▸ REQUIRED WORK
A. In the text on unstable references in React, which two hooks stabilize the references?
B. In the text on unstable references in React, shorten the paragraph that begins "This is because when the ParentComponent" and keep its main facts.
C. Pick up the text on unstable references in React after its final sentence and keep writing it.

Get Rid of Unstable References

The most common cause of these re-renders is unstable references to objects or functions. If a parent component passes an unstable reference to a child component, the child component will re-render every time the parent component re-renders, even if it’s wrapped in React.memo

const ChildComponent = React.memo(({ id, name, onClick }) => (

  <div>

    Hello, {name}! ({id})

    <button onClick={onClick}>Say Hello</button>

  </div>

));

const ParentComponent = () => (

  <ChildComponent

    user={{

      id: "123",

      name: "John Doe",

    }}

    onClick={() => console.log("Hello, John Doe!")}

  />

);

This is because when the ParentComponent re-redners it creates a new user object and a new onClick function and passes them to the ChildComponent. Since the references are now different, the child component will re-render. To fix it we need to stabilize the references by using useMemo and useCallback hooks.

const ParentComponent = () => {

  const user = useMemo(

    () => ({

      id: "123",

      name: "John Doe",

    }),

    []

  );

  const handleClick = useCallback(() => console.log("Hello, John Doe!"), []);

  return (

    <ChildComponent

      user={user}

      onClick={handleClick}

    />

  );

};

Now, the ChildComponent will not re-render when the Parent component re-renders. One thing to note is that if the object or function does not depend on any prop nor state of the component, it’s better to move it out of the component instead of memozing it.

▸ EXTRACTED DATA
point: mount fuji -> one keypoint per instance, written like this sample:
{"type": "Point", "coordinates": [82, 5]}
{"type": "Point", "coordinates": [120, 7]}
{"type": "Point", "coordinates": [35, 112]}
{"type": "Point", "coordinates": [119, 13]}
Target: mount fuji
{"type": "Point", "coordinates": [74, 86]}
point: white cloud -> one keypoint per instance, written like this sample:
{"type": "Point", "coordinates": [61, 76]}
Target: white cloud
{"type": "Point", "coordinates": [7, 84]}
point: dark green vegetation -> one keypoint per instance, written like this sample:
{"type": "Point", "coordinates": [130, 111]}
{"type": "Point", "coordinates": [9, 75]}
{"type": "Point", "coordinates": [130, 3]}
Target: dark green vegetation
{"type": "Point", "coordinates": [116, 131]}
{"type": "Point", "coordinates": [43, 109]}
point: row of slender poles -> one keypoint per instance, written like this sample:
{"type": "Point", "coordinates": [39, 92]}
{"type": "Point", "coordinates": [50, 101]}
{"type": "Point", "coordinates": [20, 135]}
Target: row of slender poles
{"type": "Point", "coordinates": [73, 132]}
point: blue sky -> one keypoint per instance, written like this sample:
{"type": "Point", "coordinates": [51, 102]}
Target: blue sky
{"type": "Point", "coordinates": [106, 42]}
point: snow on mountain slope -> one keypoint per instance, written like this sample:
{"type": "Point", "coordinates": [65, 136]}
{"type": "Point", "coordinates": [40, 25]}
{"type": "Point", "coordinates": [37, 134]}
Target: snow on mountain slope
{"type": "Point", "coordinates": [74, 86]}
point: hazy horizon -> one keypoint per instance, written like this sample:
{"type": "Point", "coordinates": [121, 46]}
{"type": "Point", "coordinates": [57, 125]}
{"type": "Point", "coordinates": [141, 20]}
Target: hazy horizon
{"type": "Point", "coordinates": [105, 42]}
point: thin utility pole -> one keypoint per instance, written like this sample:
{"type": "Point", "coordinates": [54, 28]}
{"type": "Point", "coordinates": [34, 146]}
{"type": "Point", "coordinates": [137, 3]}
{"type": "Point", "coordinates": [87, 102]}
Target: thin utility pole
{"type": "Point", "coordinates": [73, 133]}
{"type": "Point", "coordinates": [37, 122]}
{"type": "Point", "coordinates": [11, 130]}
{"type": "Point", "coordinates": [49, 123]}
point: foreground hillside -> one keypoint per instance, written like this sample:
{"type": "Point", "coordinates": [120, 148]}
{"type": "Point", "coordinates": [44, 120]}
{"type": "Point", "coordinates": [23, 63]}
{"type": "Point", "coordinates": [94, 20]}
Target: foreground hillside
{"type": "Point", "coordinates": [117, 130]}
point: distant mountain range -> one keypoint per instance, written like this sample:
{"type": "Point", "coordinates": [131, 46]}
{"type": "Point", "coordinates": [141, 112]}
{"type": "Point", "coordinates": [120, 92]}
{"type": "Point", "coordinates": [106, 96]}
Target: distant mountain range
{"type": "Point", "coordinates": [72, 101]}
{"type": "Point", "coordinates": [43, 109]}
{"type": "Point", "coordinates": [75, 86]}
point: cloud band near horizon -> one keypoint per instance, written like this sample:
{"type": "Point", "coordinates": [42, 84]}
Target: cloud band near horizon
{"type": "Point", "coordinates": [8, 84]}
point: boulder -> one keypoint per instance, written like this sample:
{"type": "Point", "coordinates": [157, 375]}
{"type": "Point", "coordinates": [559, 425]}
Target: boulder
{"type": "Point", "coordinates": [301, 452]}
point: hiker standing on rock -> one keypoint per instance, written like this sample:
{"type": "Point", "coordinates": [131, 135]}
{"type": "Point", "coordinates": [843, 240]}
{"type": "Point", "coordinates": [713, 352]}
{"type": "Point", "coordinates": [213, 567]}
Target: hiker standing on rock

▸ SOLVED TASKS
A. useMemo and useCallback.

B. Each time ParentComponent re-renders, it creates a new user object and a new onClick function and passes them to ChildComponent. Because the references have changed, the child re-renders. The useMemo and useCallback hooks stabilize those references and fix the problem.

C.
Keep the State as Deep in the Components Tree as Possible

Since we know that components re-render when their parent component re-renders, we can spot another common issue that causes many re-renders – keeping the state high in the component tree.

Suppose we have the following Layout component:

const Header = ({ isNavigationOpen, toggleMenu }) => (

 /* The code of the header */

);

const Layout = () => {

  const [isNavigationOpen, setIsNavigationOpen] = useState(false);

  return (

    <>

      <Header

        isNavigationOpen={isNavigationOpen}

        toggleMenu={() => setIsNavigationOpen(currentValue => !currentValue)}

      />

      <BigExpensiveComponent />

    </>

  );

};

Opening the menu is triggered by a state change which in turn causes the Layout component to re-render which causes all of its children to re-render as well, including the BigExpensiveComponent. 

The solution is easy – move the state to the header, that way opening the navigation will only cause the header itself to re-render

How to Detect Unnecessary Re-Renders

  • React-devtools – Allows you to check how many times each component re-rendered as well as why and how long it took.
  • React-scan – Does exactly what dev tools do, but is available through CLI and displays the re-renders in a nicer way

React-Compiler

Recently the React team has released a beta version of React Compiler that performs memoization automatically, meaning you don’t have to worry about useMemo, useCallback, and React.memo at all. Even though it’s in beta, multiple people have reported successfully using it in production. They’ve even released a package that allows to use the compiler with React 17, 18, and 19.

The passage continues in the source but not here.